__WRITTEN TASK__. Resume the article on Obama's plan to counter violent extremism, starting right after its final sentence.

__QUOTED TEXT__.
============

NEW YORK: In the speech he gave last May announcing a re-formulation of the war on terror, President Barack Obama acknowledged that “we cannot use force everywhere that a radical ideology takes root”; the only alternative to “perpetual war” is a sustained effort to reduce “the wellsprings of extremism”.

The president should hardly have needed to make this obvious point; he had, after all, used almost identical language from his earliest days as a candidate. But after five years of responding to terrorism with many of the same lethal tactics George W. Bush had used, Obama needed to remind his listeners, and perhaps himself, that Islamic extremism can be blunted, but not defeated, by force.

It’s not at all clear, five months later, how Obama plans to dry up those wellsprings. But the administration made a modest start in that direction with the announcement in September that the United States and other nations would establish a $200 million, 10-year effort to counter violent extremism. For reasons of marketing, the new entity is blandly called the Global Fund for Community Engagement and Resilience and has been scrubbed clean of any explicit reference to Islam. But the goal is clearly to fund local programmes designed to counter Islamist extremism. The initial programmes will be based in six Muslim-majority countries and, in a show of nonpartisanship, Colombia.

============

[Image object location entries]

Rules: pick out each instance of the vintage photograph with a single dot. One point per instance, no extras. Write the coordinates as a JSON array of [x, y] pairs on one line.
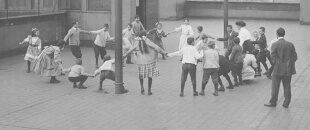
[[154, 65]]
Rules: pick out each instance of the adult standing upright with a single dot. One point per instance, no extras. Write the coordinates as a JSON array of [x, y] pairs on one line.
[[102, 37], [74, 39], [231, 34], [137, 28], [284, 56], [262, 43]]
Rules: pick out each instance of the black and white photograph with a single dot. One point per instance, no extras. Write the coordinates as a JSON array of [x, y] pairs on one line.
[[154, 65]]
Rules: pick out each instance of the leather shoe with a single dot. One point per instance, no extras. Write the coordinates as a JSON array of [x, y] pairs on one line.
[[270, 105]]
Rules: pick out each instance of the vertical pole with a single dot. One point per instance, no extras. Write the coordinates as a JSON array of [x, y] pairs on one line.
[[7, 8], [38, 7], [225, 21], [119, 88]]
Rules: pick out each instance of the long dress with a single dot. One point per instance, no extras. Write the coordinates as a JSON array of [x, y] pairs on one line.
[[186, 31], [248, 71], [49, 62], [34, 48]]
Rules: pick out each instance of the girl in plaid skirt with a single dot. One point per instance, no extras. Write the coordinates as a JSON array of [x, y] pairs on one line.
[[147, 57]]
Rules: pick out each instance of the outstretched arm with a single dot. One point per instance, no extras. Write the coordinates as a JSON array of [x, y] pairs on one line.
[[130, 50]]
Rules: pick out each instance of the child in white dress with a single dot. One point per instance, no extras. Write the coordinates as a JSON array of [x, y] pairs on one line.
[[34, 47]]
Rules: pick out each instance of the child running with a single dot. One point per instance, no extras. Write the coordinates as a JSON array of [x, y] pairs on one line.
[[190, 56], [147, 57], [157, 35], [34, 47]]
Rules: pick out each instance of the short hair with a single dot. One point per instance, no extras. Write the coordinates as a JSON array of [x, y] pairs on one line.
[[59, 43], [106, 25], [190, 40], [262, 28], [211, 44], [200, 28], [281, 32], [142, 33], [186, 19], [137, 16], [73, 23], [204, 36], [107, 57], [158, 23], [241, 23], [78, 61], [236, 40], [130, 25], [34, 31]]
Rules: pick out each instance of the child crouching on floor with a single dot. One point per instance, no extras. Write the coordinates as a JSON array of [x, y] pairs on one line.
[[77, 74]]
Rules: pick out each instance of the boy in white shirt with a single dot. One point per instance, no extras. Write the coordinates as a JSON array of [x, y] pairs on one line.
[[210, 67], [77, 74], [106, 70], [103, 36], [190, 56]]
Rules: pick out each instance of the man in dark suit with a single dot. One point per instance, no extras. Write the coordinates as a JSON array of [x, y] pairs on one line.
[[284, 56], [231, 34], [262, 43], [224, 70]]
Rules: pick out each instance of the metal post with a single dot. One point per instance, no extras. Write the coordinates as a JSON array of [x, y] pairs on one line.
[[225, 21], [7, 8], [119, 88]]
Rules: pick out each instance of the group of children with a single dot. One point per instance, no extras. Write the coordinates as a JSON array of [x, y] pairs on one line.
[[142, 47]]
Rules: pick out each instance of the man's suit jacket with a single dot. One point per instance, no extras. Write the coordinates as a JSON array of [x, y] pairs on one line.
[[284, 56], [229, 39]]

============

__EXERCISE RESPONSE__.
The White House, which understands very well that any such effort will be doomed from the start if it carries a US stamp, has spent several years trying to find an appropriate platform for the anti-extremism campaign. The sponsoring body is something called the Global Counterterrorism Forum, a harmless and high-minded body of which the United States and Turkey are co-chairs.

The fund is structured as a partnership — like, say, the Global Fund for Aids — which will receive funding from private sources as well as states. Republicans who consider foreign aid a waste of money should be mollified by the fact that the US plans to spend all of $2 or $3 million on the effort this coming year.

Nor has anyone else rushed to fill the coffers: Qatar, with its bottomless resources, has pledged just $5 million. Indeed, the whole thing will probably collapse unless Secretary of State John Kerry becomes the fund’s cheerleader and fundraiser-in-chief.

What will the fund fund? According to a US official involved with its development, the “low-hanging fruit” could include funding local organisations that can produce and distribute textbooks that promote tolerance, things like providing job-training for youth at risk of radicalisation — programmes which could, if not designed properly, all too easily blend into the vast pool of existing development projects.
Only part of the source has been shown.